■ Text ■
The dynamic exciter 5 shown in FIG. 5 has a bottomed cylindrical casing 16 of synthetic resin with one axial end open, and a circular vibratory plate 21 having an outer circumferential edge fitted in a ring groove 23 defined in the open axial end, closing the casing 16. The casing 16 houses a bottomed cylindrical yoke 17 fixedly mounted on the bottom thereof and has an open axial end directed in the same direction as the open axial end of the casing 16. A cylindrical magnet 18 and a cylindrical center pole 19 which extend axially are disposed centrally on the bottom of the yoke 17. A ring-shaped voice coil 20 is disposed coaxially with and around the center pole 19 out of contact therewith, the ring-shaped voice coil 20 having an axial end fixed to the vibratory plate 21. The voice coil 20 is electrically connected to leads 7 (see FIGS. 2 and 3). When an electric signal V_IN is applied over the leads 7 to the voice coil 20, the vibratory plate 21 vibrates at a frequency corresponding to the frequency of the applied electric signal V_IN through the interaction between a magnetic field produced in a gap defined by a magnetic circuit composed of the yoke 17, the magnet 18, and the center pole 19 and an alternating magnetic field induced by the voice coil 20. The vibration of the vibratory plate 21 is elastic vibration. The outer end of the earplug 4, which is remote from the inner end thereof inserted in the external auditory meatus 2, is held in mechanical contact with the vibratory plate 21, so that an elastic wave V_E is propagated from the vibratory plate 8 through the earplug 4, thereby vibrating the inner end thereof inserted in the external auditory meatus 2.

■ Supplied records ■
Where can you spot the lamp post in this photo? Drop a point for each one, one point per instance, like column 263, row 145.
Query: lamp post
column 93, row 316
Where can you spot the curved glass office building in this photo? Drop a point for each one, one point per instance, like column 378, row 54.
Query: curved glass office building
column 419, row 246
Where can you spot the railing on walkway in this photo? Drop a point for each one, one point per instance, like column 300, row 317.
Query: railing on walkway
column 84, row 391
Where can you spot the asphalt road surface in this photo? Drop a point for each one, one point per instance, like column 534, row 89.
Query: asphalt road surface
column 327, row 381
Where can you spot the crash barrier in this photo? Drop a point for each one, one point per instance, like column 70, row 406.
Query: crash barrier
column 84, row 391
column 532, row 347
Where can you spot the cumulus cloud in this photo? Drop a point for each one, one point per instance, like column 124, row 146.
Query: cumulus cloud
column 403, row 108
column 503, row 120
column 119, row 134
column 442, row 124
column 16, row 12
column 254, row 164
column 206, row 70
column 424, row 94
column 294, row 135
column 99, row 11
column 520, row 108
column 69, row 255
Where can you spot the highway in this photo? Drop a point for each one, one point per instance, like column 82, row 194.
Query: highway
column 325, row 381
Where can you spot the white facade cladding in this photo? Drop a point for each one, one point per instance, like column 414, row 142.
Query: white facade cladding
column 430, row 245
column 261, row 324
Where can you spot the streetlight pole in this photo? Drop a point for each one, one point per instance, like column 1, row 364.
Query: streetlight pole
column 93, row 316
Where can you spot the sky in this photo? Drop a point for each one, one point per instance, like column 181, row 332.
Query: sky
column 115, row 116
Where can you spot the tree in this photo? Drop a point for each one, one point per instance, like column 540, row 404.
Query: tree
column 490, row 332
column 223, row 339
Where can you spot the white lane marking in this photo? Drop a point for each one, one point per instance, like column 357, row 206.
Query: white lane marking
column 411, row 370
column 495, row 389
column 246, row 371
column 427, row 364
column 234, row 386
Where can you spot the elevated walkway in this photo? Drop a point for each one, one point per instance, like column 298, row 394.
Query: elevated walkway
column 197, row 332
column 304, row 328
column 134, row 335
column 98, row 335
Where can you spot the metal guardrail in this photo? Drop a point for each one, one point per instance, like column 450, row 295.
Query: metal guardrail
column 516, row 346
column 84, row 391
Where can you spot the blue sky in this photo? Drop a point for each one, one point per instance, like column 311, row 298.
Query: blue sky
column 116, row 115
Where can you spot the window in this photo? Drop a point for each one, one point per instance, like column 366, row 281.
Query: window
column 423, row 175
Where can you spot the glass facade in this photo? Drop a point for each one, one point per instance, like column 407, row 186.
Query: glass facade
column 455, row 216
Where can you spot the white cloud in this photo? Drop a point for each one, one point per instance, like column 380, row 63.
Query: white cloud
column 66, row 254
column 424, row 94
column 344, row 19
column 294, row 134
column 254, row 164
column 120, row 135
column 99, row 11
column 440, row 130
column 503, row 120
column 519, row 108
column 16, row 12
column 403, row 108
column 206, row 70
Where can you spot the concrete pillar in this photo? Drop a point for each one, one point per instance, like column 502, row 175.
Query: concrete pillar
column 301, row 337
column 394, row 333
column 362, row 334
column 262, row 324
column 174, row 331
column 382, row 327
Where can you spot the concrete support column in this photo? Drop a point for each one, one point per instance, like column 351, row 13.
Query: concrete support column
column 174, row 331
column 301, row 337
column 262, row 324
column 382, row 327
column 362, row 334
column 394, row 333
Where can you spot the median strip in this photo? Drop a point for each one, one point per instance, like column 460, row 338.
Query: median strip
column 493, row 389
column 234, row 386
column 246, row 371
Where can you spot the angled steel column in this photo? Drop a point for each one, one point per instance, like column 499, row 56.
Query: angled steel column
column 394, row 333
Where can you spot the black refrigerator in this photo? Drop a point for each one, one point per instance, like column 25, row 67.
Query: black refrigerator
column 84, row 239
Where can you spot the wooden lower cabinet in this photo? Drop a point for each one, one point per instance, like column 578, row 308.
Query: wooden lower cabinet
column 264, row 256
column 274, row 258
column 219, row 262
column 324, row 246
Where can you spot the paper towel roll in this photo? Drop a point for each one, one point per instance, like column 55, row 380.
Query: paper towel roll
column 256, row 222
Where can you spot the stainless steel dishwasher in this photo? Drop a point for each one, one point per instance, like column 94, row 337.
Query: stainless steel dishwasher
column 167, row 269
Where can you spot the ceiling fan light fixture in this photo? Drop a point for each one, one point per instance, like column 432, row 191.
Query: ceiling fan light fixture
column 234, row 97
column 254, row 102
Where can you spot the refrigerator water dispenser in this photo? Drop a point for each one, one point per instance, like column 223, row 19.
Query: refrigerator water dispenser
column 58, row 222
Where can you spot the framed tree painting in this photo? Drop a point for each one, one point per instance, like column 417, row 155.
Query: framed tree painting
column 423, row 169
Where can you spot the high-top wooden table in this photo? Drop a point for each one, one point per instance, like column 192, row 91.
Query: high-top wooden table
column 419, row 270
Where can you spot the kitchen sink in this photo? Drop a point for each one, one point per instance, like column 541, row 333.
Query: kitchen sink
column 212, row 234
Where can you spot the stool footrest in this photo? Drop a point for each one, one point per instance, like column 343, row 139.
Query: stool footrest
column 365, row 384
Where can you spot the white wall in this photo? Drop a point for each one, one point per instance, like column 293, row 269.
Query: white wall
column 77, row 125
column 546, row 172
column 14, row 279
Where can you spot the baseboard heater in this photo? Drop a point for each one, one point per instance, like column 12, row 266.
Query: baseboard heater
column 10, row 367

■ Stated problem ■
Could you please say what material the casing of the dynamic exciter is made of, according to the dynamic exciter text? The data is separate material and is unrelated to the dynamic exciter text.

■ Full response ■
Synthetic resin.